逐字照录下方条目中的一段：自含有“Where can you find the woman?”的那一行起，至含有“(1072, 698)”的那一行止，首尾两行均包括在内，不录其他内容。

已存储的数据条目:
----
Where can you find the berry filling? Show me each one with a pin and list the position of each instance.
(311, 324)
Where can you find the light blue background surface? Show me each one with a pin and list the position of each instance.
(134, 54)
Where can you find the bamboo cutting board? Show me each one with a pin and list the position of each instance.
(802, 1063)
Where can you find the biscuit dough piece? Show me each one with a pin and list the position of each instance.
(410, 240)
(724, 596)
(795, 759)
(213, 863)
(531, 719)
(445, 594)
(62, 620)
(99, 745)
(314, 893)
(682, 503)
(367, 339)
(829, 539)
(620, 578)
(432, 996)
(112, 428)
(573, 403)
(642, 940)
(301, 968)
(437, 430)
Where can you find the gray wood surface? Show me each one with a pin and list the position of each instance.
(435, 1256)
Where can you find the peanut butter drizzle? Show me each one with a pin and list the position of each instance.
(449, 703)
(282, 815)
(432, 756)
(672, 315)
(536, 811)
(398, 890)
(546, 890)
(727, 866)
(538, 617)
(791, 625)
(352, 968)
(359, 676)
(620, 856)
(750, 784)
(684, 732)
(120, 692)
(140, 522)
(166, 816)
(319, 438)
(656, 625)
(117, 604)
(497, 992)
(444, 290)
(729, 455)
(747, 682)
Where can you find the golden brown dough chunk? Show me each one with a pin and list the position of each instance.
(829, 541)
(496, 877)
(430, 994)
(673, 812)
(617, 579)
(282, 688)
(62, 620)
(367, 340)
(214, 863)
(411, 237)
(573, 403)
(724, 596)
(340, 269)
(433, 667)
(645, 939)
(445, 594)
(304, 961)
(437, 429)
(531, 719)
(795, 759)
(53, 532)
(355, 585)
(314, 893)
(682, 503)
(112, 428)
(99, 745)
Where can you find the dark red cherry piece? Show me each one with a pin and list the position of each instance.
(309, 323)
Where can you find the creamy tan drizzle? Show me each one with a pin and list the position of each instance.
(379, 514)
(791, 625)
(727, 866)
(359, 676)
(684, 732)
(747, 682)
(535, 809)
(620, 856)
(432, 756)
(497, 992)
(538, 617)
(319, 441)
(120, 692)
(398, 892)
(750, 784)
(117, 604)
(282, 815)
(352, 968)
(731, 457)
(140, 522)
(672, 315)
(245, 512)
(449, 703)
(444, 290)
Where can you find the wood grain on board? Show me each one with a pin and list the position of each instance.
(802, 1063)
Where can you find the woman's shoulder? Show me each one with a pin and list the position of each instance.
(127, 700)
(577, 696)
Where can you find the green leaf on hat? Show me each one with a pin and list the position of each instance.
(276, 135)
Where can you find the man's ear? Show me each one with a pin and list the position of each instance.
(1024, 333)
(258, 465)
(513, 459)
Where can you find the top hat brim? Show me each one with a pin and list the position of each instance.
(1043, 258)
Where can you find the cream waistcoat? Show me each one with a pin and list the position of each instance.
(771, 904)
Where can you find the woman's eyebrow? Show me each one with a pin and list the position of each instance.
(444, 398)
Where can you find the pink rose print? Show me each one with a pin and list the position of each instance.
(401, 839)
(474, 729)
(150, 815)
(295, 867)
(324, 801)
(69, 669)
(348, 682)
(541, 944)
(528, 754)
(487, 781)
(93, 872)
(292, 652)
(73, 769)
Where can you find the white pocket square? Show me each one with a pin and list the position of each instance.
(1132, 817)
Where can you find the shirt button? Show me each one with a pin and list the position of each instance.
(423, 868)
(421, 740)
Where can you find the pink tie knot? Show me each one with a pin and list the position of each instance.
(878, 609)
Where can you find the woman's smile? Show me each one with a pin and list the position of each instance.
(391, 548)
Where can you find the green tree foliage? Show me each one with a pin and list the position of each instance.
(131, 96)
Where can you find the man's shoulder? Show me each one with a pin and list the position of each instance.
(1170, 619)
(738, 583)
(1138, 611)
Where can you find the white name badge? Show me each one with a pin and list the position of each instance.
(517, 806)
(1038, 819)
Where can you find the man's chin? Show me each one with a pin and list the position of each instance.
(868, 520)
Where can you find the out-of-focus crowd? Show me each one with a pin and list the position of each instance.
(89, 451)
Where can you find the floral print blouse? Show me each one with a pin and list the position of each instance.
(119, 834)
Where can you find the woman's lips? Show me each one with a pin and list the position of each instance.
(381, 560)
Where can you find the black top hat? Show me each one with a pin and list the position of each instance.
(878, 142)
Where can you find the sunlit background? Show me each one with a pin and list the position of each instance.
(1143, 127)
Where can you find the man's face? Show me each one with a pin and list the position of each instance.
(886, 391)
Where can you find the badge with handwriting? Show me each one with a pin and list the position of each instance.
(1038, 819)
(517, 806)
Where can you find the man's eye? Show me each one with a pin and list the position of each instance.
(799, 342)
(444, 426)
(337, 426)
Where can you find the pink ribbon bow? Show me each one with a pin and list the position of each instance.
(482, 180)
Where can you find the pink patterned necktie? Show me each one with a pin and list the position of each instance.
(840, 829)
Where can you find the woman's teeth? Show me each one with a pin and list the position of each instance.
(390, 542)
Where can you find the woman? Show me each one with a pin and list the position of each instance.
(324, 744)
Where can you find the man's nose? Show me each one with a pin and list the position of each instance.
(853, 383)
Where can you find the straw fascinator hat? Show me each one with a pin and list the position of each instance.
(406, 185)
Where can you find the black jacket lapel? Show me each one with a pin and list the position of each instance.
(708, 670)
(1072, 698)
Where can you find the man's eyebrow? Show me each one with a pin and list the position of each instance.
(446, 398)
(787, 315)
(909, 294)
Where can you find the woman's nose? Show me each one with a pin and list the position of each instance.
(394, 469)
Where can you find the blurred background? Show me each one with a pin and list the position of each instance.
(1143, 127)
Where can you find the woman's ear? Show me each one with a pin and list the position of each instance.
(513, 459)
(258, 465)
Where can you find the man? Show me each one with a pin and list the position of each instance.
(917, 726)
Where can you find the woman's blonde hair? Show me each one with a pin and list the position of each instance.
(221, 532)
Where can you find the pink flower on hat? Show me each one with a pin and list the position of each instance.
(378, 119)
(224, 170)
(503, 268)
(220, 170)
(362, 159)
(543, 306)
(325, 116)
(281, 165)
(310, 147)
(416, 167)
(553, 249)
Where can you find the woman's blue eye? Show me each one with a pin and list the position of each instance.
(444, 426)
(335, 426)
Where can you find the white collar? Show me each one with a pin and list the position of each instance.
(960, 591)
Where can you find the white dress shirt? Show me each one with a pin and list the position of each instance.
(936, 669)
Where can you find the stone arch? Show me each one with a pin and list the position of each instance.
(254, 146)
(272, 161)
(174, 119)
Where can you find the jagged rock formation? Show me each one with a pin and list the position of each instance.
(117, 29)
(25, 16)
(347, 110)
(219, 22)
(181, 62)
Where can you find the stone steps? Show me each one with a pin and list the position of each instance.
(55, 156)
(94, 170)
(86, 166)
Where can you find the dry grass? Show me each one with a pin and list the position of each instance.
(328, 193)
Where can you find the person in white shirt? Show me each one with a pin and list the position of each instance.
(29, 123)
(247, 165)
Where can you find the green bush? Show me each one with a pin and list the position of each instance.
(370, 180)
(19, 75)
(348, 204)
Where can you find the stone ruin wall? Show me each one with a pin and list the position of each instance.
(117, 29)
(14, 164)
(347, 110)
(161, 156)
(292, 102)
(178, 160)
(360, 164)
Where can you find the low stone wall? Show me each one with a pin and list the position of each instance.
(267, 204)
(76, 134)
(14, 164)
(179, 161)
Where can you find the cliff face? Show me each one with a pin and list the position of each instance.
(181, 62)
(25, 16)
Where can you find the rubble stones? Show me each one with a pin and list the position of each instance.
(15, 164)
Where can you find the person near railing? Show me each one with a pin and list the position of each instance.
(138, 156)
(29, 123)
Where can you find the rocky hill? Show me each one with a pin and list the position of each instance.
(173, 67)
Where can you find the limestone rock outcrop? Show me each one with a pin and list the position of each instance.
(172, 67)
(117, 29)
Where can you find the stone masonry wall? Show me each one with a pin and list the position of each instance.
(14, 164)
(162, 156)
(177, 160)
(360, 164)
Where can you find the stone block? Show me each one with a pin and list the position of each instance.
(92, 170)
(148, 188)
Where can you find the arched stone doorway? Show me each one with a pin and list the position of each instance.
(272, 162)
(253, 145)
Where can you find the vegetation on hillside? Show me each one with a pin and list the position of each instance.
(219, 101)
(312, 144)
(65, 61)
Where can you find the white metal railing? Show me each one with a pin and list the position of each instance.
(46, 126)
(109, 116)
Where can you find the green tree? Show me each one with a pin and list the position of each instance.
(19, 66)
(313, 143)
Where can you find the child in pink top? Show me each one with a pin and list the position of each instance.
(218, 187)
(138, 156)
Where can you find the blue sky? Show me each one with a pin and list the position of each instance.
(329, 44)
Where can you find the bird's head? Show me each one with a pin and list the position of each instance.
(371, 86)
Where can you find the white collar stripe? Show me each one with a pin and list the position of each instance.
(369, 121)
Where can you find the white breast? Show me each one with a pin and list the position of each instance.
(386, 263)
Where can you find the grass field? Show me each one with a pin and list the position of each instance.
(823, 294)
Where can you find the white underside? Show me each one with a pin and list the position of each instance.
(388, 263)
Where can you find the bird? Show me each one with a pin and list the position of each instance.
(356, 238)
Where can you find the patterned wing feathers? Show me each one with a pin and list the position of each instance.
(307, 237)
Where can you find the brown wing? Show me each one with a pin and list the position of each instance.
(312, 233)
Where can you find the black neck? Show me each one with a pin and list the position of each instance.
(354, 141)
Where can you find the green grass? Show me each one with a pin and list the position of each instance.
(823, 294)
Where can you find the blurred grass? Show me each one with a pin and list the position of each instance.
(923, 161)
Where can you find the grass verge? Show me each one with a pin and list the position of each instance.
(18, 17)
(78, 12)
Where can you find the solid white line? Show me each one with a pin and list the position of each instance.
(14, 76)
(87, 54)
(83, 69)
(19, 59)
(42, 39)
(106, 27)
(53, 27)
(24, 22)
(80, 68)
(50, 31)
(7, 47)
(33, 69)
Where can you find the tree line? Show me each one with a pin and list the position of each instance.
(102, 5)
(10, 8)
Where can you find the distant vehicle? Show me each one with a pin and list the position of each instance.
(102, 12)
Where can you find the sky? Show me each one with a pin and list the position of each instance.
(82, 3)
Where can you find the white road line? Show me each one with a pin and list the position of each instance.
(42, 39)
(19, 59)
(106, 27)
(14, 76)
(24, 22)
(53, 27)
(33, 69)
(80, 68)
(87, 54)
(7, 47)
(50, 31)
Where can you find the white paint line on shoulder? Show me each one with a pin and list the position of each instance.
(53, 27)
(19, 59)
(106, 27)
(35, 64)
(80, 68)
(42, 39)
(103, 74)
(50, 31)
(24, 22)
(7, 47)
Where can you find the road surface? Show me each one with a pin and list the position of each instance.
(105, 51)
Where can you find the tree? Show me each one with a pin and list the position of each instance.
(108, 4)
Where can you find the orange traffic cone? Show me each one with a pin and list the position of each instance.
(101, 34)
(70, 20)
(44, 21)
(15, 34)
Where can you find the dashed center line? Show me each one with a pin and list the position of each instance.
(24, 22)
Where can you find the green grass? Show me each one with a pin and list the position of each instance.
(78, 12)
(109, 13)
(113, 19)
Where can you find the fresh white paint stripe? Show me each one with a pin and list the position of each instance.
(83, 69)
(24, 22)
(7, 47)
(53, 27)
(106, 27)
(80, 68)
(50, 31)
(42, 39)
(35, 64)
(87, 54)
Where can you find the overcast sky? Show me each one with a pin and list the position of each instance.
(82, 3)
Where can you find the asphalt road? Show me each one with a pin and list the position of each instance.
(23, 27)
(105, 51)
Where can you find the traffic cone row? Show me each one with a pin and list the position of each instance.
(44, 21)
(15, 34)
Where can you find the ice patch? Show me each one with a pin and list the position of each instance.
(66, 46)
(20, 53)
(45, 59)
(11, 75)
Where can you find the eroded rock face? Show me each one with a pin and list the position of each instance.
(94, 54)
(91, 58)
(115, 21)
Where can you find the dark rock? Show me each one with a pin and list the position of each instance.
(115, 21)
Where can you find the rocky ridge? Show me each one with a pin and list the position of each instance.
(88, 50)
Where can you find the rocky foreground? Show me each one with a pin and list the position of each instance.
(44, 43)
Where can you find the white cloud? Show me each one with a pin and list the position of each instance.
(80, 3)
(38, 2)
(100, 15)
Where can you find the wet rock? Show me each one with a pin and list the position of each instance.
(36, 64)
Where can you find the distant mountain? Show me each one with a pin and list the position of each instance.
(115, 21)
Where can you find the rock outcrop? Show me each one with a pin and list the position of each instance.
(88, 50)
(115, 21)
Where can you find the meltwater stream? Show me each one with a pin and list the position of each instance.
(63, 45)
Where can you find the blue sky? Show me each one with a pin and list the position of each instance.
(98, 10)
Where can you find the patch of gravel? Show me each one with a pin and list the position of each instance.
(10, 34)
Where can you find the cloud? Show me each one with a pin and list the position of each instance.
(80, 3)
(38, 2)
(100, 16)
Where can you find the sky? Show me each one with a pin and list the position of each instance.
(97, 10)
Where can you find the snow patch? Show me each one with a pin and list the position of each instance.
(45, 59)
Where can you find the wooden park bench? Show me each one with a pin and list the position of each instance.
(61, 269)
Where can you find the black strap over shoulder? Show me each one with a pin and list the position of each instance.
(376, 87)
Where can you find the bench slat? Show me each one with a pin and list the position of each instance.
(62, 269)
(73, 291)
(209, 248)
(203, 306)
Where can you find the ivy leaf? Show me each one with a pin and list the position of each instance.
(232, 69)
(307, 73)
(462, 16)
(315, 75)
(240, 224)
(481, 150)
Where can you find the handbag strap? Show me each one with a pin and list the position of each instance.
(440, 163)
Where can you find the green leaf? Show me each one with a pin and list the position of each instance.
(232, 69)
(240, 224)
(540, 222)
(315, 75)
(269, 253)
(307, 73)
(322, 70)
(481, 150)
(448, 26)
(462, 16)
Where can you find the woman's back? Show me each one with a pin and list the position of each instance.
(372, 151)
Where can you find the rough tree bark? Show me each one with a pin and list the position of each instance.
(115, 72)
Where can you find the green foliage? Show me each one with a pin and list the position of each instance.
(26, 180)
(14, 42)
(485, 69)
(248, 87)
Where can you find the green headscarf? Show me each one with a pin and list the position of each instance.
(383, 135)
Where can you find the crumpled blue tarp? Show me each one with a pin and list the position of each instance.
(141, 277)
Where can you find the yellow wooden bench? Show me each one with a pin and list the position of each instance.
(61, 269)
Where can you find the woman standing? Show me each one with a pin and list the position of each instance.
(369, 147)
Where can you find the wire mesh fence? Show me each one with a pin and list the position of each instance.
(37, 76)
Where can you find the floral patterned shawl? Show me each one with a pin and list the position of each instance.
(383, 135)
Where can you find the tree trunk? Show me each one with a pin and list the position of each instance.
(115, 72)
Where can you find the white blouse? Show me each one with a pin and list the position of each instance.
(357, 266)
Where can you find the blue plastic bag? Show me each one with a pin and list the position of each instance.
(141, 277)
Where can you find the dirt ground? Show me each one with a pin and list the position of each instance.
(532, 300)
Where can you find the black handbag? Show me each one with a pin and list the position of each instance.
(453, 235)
----
• **结果如下**:
Where can you find the woman? Show me each one with a pin and list the position of each instance.
(324, 744)
Where can you find the man's nose? Show me each one with a pin and list the position of each instance.
(853, 383)
Where can you find the straw fascinator hat? Show me each one with a pin and list the position of each instance.
(406, 185)
Where can you find the black jacket lapel? Show me each one with a pin and list the position of each instance.
(708, 670)
(1072, 698)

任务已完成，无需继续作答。